**The problem**
Retype the data that follows line by line, exactly, and leave its pictures out.

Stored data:
•••
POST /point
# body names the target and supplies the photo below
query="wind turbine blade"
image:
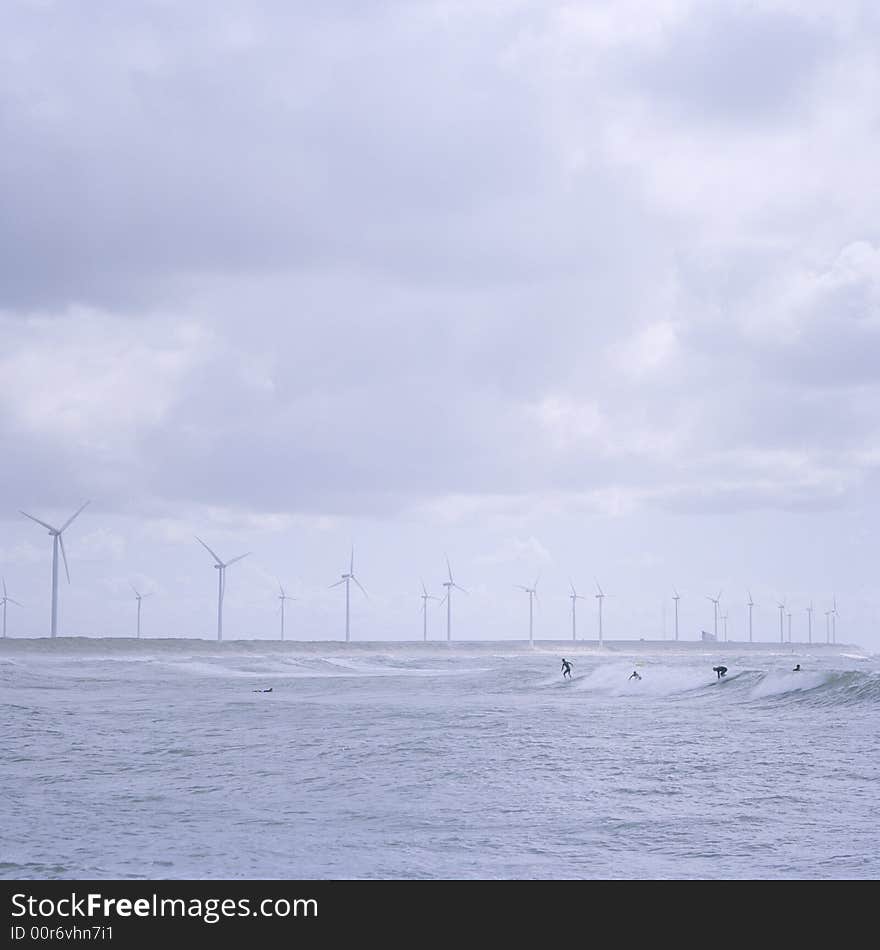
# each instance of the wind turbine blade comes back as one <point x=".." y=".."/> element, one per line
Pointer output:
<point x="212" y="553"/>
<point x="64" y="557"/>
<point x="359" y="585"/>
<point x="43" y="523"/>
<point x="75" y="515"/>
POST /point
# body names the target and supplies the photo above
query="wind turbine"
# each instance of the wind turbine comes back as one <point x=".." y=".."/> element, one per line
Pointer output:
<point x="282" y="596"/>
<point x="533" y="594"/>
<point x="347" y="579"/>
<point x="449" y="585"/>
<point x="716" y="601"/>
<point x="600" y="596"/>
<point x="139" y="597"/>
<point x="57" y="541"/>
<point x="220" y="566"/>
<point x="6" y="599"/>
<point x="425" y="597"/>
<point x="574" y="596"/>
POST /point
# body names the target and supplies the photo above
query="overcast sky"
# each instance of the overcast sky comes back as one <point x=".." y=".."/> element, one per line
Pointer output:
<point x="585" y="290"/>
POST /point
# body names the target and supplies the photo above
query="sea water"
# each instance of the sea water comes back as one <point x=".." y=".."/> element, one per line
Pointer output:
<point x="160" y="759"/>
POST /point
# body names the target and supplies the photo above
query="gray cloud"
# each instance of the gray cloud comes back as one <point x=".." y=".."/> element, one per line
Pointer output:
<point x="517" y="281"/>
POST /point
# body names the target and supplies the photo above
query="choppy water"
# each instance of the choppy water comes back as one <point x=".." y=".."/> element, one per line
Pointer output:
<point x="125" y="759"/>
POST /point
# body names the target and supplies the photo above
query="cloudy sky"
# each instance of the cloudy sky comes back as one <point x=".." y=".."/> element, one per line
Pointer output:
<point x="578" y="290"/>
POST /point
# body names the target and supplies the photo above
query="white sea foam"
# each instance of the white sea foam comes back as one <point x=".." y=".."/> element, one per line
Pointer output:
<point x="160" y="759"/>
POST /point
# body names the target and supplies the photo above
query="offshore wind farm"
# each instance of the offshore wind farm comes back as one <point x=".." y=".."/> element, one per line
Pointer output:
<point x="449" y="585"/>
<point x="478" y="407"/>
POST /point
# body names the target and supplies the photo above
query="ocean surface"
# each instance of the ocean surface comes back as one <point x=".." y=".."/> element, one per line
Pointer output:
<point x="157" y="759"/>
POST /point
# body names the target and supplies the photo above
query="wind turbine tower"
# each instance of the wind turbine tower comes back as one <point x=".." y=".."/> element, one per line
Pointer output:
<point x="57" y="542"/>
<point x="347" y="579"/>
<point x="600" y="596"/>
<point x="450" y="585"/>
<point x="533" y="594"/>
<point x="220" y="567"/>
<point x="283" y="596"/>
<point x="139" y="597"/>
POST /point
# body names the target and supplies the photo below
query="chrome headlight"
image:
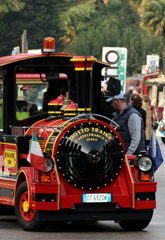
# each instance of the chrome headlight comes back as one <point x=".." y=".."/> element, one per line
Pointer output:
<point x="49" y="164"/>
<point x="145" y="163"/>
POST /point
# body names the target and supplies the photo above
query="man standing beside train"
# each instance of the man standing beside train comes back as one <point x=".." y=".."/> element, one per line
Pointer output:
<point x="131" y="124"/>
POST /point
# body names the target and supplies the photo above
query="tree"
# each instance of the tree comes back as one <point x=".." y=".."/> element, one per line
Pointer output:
•••
**Result below**
POST /point
# body names the target and supplies the photo below
query="wind turbine blade"
image:
# each instance of the wind turbine blade comes back as one <point x=".." y=".."/> element, one per line
Pointer output:
<point x="212" y="553"/>
<point x="64" y="557"/>
<point x="359" y="585"/>
<point x="43" y="523"/>
<point x="75" y="515"/>
POST /point
# body names the target and supplies the photo above
query="wind turbine"
# each instance of the wind turbine comes back as one <point x=".." y=".."/> element, one per line
Pointer output:
<point x="282" y="596"/>
<point x="533" y="594"/>
<point x="347" y="579"/>
<point x="449" y="585"/>
<point x="716" y="601"/>
<point x="600" y="596"/>
<point x="139" y="597"/>
<point x="57" y="541"/>
<point x="220" y="566"/>
<point x="6" y="599"/>
<point x="425" y="597"/>
<point x="574" y="596"/>
POST /point
# body names the target and supplies the photo above
query="overcast sky"
# each instance of the overcast sky comes back as one <point x=".." y=".."/> element, one per line
Pointer output:
<point x="585" y="290"/>
POST /point
# body names the target and supplies the photo above
query="sea water"
# each instance of the sea water comes back as one <point x=".." y=".."/> element, one per line
Pointer output:
<point x="160" y="759"/>
POST /point
# body names the target and supplies the photo above
query="gray cloud"
# each instance of the gray cloud comes back as one <point x=".." y=".."/> element, one per line
Pointer output:
<point x="517" y="281"/>
POST /point
# body names the target and supplies the photo above
query="choppy water"
# each instance of the choppy water comes back as one <point x=".." y=".."/> element, one per line
Pointer output:
<point x="125" y="759"/>
POST /point
# body names the target and supplies the photo above
query="cloudy sky"
# each instance of the cloudy sky comes back as one <point x=".." y=".."/> element, one per line
Pointer output:
<point x="578" y="290"/>
POST /point
# body names the target and supplies the photo above
query="white sea foam"
# each instance of the white sea foam comes back as one <point x=".." y=".."/> element, one per line
Pointer output:
<point x="160" y="759"/>
POST /point
# body names the target and supplies the photo above
query="offshore wind farm"
# each instance of the offshore wind farm comes back as one <point x=".." y=".."/> element, one per line
Pointer output:
<point x="449" y="585"/>
<point x="478" y="407"/>
POST /point
# body names the target and supplies the photo above
query="ocean surface"
# each instance of the ocean surface comes back as one <point x=".." y=".."/> element, one per line
Pointer output:
<point x="157" y="759"/>
POST /point
# body names the target and supplies the photo above
query="wind turbine tower"
# each instance of the wind turbine tower comes back as one <point x=".." y=".."/> element, one per line
Pointer output:
<point x="57" y="542"/>
<point x="347" y="579"/>
<point x="600" y="596"/>
<point x="450" y="585"/>
<point x="533" y="594"/>
<point x="220" y="567"/>
<point x="283" y="596"/>
<point x="139" y="597"/>
POST /point
# body names the target and supplies the photo below
query="chrome headlight"
image:
# each instance of the chrome headlight comes back as one <point x=".." y=".."/> element, one per line
Pointer output:
<point x="49" y="164"/>
<point x="145" y="163"/>
POST /point
# body names the target and supplies the photo above
query="man standing beside train"
# each instance of the man standing beside train comes back as one <point x=".." y=".."/> element, one per line
Pointer output:
<point x="131" y="124"/>
POST /point
# body names the target and supplies the photo above
query="tree"
# each instance of the tree comes back as one <point x=".." y=".."/> element, one per line
Pointer output:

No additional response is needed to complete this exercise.